BEGIN Data extract

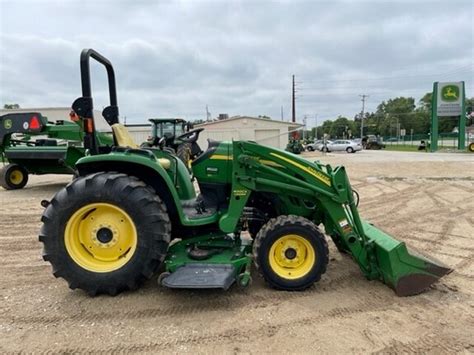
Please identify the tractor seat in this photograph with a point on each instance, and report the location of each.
(124, 139)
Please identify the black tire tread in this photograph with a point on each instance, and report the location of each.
(282, 221)
(130, 190)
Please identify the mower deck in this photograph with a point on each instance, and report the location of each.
(196, 275)
(209, 261)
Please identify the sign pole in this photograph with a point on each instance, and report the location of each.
(462, 122)
(434, 119)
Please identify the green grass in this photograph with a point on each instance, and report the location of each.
(402, 147)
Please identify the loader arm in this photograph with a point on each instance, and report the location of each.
(328, 198)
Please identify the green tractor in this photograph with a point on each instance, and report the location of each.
(55, 150)
(177, 136)
(134, 211)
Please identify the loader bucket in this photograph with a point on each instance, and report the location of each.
(404, 270)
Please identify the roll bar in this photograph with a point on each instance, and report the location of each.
(84, 106)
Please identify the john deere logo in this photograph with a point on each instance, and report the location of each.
(7, 124)
(450, 93)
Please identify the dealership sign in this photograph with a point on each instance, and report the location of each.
(450, 99)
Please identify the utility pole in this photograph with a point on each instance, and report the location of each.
(363, 96)
(316, 116)
(304, 126)
(293, 108)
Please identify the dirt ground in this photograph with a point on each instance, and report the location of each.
(426, 200)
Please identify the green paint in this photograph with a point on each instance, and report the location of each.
(450, 93)
(318, 192)
(7, 124)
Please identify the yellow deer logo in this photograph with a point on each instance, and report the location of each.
(450, 93)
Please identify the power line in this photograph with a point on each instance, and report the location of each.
(468, 67)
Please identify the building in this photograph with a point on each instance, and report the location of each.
(264, 131)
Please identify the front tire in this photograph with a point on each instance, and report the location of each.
(13, 177)
(105, 233)
(290, 253)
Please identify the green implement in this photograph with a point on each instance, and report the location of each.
(133, 210)
(29, 144)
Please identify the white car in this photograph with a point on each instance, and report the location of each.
(341, 145)
(317, 145)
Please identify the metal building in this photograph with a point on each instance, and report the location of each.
(265, 131)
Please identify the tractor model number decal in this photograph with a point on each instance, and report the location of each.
(7, 124)
(240, 192)
(220, 157)
(317, 174)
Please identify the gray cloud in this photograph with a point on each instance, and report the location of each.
(174, 58)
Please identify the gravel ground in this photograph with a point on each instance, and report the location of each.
(423, 199)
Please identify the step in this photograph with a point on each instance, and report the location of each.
(197, 275)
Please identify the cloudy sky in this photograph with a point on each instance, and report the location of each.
(174, 58)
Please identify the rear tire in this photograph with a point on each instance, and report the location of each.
(290, 253)
(13, 177)
(105, 233)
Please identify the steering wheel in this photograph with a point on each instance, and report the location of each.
(191, 136)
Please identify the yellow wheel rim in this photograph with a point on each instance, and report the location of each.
(292, 256)
(16, 177)
(100, 237)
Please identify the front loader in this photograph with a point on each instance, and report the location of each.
(135, 211)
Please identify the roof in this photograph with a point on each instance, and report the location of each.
(235, 118)
(173, 120)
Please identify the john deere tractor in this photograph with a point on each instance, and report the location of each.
(177, 136)
(134, 211)
(29, 144)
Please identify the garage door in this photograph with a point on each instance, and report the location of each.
(269, 137)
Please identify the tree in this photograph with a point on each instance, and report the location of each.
(11, 106)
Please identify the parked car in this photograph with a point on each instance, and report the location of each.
(341, 145)
(316, 145)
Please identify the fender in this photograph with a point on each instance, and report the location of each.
(144, 165)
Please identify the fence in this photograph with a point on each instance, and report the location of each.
(445, 140)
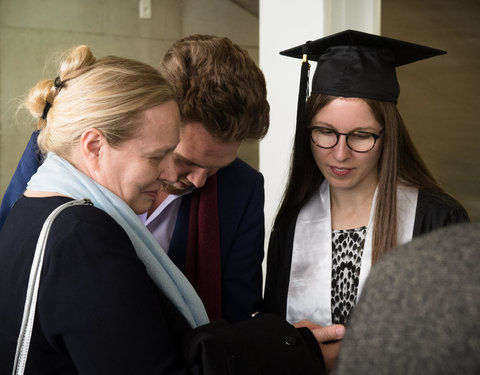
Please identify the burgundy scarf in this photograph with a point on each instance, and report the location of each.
(203, 266)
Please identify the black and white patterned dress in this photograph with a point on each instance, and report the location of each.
(347, 250)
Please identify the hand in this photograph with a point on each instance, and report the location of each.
(329, 339)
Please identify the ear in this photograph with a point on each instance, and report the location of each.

END Data extract

Make an exact copy of every record, pictures excluded.

Solution for this problem:
Please identify the tractor seat in this photograph with a point on each instance, and report the location of each.
(124, 139)
Please identify the black tire tread in this photograph with a point on each instance, and report the location of each.
(282, 221)
(130, 190)
Please identify the mower deck in this photograph with a point on each instance, and report the location of each.
(196, 275)
(209, 261)
Please identify the sign pole in this photograph with a point on each instance, and report the location of each.
(462, 122)
(434, 119)
Please identify the green grass in this photograph with a point on each instance, and report the location of each.
(402, 147)
Please identify the loader arm in this photograph with a point on each instance, and report the location of each.
(328, 198)
Please identify the green tractor in this photograph with a point on each instance, and report the location of each.
(55, 150)
(177, 136)
(134, 211)
Please identify the loader bucket in this photograph with a point on each instance, and report the location of each.
(404, 270)
Please identify the roll bar in this photograph with a point on each instance, and report the location of each.
(84, 106)
Please identify the john deere logo in this photograph with a point on each instance, and report the location of each.
(7, 124)
(450, 93)
Please identify the dealership sign in this photograph with a point on each instance, and report the location of each.
(450, 99)
Please identify the utility pole in this photograph with a point on each instance, and report the location of each.
(363, 96)
(316, 116)
(304, 126)
(293, 108)
Please identify the dirt ground in this photograph with a point on each instance, and report the location of each.
(426, 200)
Please identify the green paint in this photograph with a point on each instance, and report the location of each.
(450, 93)
(318, 192)
(7, 124)
Please identify the yellow deer logo in this photograph with a point on each instance, and report the location of each.
(450, 93)
Please identify the power line in this photograph with a point on each instance, and report the location of each.
(468, 67)
Please identify the building in this photograph with a point on each instance, and report the location of each.
(264, 131)
Please identify the front tire in this photograph with a point on each instance, and report the location of each.
(13, 177)
(105, 233)
(290, 253)
Please identify the green implement in this photograph with a point on each instance, and report the location of each.
(133, 210)
(29, 144)
Please identify the white car in this photograph with a point on each instance, and report the location of each.
(341, 145)
(317, 145)
Please identify the metal building in this photograph with a point on each instance, and report the location of each.
(265, 131)
Please identify the tractor model number decal in this photograph with a point on each instance, and report the location of each.
(7, 124)
(240, 192)
(220, 157)
(317, 174)
Please identify the gray cloud in this photograph with a point on each instance, and report the location of each.
(174, 58)
Please identify the gravel ground in this photograph with a point on each instance, and report the location of each.
(423, 199)
Please identify the step in this photograph with a point on each instance, and report the location of each.
(197, 275)
Please identify the cloudy sky in this photograph with a point on each instance, and report the location of each.
(174, 58)
Please identify the rear tire in this photograph with a point on each instance, and report the location of each.
(290, 253)
(13, 177)
(105, 233)
Please identify the steering wheel in this photograph with a point on each instance, and report the location of each.
(191, 136)
Please identify the yellow wheel rim in this photograph with a point on each instance, and report the location of each.
(292, 256)
(16, 177)
(100, 237)
Please identify the front loader in this photograph with a point on each instance, and report the location of each.
(135, 211)
Please identify the roof in this photograph with a point on each instance, and report the location of each.
(235, 118)
(173, 120)
Please identify the john deere tractor in this photograph with a point on each instance, and report the location of each.
(177, 136)
(134, 211)
(29, 144)
Please identify the garage door in this photograph with a point on each instance, and report the location of each.
(269, 137)
Please identify the tree in this photograph with a point on each instance, and report the location of each.
(11, 106)
Please identify the parked car in this photograph with a point on each instance, and report the location of each.
(341, 145)
(316, 145)
Please identify the fender in this photograph with a point on each instance, and report the location of each.
(144, 165)
Please identify the fence in this photograph with a point on each instance, and report the location of each.
(445, 140)
Please identify the burgundy scarf in this photograph with a point on each instance, and report the location of each.
(203, 266)
Please identify the black and white patterned dress in this photograph with a point on each instance, and report the location of each.
(347, 250)
Please identify the hand in this photograph with a point on each instance, and report the location of each.
(329, 339)
Please identify the ear in this photograph with a point on each instance, and report the location of each.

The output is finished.